## What to work on
Convert the lines below into a numbered list, omitting any blank lines. Begin at the line that contains "Draw the outline of every instance of the rainbow" and stop after the line that contains "204 192 L 250".

BEGIN Data

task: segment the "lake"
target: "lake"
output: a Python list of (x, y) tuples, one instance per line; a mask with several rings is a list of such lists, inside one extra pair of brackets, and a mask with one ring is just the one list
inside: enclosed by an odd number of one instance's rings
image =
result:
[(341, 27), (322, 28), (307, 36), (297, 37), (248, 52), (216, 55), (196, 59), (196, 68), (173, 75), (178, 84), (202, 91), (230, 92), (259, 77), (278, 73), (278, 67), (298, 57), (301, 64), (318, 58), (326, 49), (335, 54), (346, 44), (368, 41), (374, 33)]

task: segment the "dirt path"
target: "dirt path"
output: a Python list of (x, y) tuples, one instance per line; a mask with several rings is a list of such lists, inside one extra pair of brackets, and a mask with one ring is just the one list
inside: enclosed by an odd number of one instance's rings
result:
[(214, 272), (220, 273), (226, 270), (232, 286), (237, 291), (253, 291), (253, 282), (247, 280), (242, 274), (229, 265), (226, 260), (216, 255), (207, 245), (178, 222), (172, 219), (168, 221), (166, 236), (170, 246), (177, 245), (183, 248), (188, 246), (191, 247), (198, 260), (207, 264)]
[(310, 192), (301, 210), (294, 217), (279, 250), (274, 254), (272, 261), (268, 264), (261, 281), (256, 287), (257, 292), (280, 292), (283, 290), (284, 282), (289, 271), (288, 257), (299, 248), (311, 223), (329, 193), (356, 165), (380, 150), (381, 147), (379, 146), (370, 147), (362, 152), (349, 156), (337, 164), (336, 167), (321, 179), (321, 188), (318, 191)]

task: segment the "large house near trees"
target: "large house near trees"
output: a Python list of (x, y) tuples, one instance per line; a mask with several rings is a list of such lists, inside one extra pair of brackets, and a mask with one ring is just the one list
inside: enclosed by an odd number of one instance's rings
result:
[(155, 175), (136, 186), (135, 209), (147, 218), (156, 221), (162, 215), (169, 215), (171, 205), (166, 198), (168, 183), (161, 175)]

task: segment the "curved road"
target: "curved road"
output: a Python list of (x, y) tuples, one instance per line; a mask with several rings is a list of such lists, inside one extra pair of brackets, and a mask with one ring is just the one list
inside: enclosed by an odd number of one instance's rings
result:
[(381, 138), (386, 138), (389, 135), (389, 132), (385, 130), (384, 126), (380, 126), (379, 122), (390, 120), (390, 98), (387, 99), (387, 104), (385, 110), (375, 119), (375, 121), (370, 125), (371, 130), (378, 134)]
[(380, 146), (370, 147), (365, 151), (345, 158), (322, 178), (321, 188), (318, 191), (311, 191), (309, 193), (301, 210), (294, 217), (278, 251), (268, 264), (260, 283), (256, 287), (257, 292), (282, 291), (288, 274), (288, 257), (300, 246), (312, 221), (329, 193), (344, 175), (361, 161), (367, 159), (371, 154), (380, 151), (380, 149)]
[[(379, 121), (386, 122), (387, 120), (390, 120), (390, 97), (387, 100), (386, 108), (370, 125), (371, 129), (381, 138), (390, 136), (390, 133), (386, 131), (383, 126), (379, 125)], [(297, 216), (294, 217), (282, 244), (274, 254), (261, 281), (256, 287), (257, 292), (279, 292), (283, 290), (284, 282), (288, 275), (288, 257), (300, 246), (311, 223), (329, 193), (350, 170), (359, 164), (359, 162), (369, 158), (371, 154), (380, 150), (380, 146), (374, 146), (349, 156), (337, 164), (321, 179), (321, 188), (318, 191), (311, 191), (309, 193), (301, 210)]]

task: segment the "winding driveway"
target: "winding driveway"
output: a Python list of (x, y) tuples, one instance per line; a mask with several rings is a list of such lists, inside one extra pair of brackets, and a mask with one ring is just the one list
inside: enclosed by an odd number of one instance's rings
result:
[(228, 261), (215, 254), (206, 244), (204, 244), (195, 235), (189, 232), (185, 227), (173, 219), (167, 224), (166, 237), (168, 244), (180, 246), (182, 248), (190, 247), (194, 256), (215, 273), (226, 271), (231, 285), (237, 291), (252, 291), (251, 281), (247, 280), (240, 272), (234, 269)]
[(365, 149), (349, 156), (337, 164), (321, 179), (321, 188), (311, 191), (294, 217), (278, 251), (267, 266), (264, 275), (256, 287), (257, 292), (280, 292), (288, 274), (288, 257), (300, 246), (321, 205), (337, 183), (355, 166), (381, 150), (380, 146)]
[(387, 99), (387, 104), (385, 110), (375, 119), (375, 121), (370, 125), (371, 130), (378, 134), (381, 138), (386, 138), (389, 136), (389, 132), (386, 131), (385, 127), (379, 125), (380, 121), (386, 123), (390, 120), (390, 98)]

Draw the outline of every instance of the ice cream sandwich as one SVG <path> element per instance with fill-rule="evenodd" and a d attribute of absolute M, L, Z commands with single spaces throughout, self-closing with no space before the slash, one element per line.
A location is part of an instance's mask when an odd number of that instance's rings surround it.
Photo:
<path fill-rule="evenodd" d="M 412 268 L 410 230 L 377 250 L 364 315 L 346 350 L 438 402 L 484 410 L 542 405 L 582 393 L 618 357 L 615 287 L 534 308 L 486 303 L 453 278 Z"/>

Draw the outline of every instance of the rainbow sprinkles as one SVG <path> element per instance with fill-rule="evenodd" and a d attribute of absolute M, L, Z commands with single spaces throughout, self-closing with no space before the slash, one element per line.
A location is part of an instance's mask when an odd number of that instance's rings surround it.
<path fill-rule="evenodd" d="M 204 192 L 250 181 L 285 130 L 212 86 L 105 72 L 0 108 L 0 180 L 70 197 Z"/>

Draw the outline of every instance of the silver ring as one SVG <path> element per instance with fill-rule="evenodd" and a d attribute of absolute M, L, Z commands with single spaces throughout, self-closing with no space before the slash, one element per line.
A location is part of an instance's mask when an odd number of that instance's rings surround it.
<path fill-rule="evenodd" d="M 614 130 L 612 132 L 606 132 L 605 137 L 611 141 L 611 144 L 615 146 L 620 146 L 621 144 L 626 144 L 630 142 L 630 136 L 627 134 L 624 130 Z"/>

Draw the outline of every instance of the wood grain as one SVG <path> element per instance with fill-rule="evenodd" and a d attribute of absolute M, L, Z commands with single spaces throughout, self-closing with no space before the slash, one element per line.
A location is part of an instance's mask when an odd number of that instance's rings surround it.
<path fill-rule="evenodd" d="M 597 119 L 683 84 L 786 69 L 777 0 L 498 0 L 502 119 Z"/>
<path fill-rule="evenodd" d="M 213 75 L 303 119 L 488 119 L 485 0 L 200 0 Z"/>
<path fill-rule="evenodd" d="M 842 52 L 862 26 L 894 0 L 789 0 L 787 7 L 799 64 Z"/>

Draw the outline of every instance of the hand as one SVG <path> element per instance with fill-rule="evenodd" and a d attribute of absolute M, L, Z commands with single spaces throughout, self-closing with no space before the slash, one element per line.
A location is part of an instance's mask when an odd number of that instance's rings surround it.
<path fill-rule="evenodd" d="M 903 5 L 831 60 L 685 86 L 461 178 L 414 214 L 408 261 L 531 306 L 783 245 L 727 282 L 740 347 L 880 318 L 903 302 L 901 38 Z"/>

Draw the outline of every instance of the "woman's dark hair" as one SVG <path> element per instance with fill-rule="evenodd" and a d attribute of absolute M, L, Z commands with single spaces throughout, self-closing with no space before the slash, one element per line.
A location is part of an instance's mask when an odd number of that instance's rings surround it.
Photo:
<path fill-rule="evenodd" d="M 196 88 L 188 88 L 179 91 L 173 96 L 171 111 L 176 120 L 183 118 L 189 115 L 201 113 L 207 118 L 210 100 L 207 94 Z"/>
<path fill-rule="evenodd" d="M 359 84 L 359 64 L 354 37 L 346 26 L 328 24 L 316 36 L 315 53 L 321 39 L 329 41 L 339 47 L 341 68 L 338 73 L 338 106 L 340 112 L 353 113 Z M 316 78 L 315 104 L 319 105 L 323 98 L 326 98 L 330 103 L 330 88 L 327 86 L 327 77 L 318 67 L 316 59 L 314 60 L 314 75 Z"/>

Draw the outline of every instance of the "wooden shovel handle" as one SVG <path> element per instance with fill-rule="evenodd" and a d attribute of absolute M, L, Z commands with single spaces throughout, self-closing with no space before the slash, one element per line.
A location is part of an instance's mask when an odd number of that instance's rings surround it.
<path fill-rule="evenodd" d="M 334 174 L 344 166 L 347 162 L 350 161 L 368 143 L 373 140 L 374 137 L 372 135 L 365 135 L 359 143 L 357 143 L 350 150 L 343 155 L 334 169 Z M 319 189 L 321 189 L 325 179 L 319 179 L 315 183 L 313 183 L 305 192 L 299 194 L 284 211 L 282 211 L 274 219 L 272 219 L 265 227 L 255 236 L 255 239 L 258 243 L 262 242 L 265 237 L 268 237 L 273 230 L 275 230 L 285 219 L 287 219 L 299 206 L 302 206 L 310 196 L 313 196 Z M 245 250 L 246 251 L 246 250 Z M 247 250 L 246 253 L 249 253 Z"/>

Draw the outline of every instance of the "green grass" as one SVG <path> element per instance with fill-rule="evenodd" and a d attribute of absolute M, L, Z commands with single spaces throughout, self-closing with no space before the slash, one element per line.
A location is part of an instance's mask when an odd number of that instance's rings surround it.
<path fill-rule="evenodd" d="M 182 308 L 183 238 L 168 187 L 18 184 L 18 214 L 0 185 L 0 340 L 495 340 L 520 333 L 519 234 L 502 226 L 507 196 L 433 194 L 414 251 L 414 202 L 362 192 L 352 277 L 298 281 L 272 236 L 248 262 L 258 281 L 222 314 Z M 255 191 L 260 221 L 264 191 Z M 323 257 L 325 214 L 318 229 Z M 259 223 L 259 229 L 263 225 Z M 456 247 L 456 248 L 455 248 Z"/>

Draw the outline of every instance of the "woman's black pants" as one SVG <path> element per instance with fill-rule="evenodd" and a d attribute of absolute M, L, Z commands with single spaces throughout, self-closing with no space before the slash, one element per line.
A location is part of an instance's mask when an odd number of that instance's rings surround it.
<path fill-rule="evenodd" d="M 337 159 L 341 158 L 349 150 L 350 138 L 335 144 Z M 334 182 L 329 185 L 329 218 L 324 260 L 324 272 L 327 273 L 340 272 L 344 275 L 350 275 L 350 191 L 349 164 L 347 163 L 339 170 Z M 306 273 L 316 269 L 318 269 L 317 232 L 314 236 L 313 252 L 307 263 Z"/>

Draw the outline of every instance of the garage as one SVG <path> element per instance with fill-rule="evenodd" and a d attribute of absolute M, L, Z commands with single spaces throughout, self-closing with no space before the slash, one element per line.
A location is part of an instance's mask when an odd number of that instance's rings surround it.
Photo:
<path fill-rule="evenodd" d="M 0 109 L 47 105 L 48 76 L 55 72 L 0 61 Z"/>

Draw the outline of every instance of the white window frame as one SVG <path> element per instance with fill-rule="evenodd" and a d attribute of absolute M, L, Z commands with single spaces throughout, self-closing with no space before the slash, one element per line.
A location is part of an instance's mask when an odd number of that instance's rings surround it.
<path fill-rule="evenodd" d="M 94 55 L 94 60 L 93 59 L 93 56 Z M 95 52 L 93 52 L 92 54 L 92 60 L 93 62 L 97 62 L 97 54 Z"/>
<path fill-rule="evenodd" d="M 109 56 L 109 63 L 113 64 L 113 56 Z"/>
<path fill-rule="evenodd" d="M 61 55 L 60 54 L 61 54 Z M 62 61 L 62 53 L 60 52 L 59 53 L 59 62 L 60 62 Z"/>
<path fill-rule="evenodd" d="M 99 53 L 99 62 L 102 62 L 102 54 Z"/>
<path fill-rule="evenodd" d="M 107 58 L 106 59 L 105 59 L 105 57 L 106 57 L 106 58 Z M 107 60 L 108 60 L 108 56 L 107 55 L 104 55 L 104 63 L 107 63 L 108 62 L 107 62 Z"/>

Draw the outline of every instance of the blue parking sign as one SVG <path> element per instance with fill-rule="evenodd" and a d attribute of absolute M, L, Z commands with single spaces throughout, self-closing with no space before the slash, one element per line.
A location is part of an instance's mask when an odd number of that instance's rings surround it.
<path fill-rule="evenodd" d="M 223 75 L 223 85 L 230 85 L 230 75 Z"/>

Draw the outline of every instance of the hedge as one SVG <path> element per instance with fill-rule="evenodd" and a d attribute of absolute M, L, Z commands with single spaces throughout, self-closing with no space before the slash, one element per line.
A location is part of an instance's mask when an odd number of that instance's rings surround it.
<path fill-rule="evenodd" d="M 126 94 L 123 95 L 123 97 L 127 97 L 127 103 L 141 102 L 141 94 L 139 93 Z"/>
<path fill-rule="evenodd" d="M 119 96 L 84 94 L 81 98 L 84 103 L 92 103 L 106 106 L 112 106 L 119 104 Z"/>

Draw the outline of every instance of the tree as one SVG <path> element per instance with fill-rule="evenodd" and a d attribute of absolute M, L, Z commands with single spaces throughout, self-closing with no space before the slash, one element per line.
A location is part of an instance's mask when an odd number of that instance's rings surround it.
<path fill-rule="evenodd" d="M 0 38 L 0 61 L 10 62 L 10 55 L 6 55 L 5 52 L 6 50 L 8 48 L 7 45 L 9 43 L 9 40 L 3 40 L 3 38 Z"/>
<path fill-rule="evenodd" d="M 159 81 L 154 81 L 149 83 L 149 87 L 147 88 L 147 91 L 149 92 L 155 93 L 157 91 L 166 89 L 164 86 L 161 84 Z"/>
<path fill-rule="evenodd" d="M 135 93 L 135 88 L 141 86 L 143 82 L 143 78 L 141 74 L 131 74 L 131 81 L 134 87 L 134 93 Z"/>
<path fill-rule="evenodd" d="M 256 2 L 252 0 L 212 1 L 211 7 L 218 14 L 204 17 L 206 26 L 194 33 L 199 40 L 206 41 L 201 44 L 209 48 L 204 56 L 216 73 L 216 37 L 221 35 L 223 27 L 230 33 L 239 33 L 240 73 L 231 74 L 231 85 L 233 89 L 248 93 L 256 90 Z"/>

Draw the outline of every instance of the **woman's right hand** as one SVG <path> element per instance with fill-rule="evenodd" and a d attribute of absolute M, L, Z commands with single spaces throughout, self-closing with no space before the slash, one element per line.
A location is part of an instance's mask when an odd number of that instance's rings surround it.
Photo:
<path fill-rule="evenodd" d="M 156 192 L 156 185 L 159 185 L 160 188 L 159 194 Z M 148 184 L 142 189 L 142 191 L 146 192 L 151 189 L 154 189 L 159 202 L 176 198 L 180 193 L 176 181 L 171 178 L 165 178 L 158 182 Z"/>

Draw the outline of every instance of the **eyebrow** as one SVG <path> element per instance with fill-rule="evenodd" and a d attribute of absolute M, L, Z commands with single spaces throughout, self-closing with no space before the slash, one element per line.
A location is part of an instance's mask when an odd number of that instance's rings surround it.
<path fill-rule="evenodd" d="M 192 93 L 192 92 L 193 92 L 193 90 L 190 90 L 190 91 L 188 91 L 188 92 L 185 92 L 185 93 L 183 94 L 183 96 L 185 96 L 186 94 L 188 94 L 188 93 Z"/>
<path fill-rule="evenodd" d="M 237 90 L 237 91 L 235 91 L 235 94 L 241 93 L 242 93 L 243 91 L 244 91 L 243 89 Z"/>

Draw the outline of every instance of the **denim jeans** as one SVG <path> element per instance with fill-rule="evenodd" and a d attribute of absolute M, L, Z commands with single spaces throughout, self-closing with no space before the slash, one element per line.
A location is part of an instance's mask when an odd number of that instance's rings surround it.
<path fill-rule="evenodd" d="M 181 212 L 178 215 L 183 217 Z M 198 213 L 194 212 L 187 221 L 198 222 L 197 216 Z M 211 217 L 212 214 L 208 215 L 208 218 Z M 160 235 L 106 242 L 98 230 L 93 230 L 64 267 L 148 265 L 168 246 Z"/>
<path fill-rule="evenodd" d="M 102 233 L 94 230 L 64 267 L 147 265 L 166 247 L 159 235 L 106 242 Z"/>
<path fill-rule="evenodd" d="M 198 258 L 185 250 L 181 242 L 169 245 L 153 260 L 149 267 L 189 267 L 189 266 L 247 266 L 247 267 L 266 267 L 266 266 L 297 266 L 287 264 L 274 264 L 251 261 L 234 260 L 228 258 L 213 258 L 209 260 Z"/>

END Data

## Reply to the task
1. Draw the outline of every instance of the rainbow sprinkles as one SVG <path> element per instance with fill-rule="evenodd" and a d attribute of absolute M, L, Z commands with single spaces throughout, self-closing with no space before the slash, one element per line.
2. A location is part of an instance's mask when an odd number of that instance's rings surround it.
3. <path fill-rule="evenodd" d="M 204 192 L 250 181 L 285 130 L 212 86 L 105 72 L 0 108 L 0 180 L 70 197 Z"/>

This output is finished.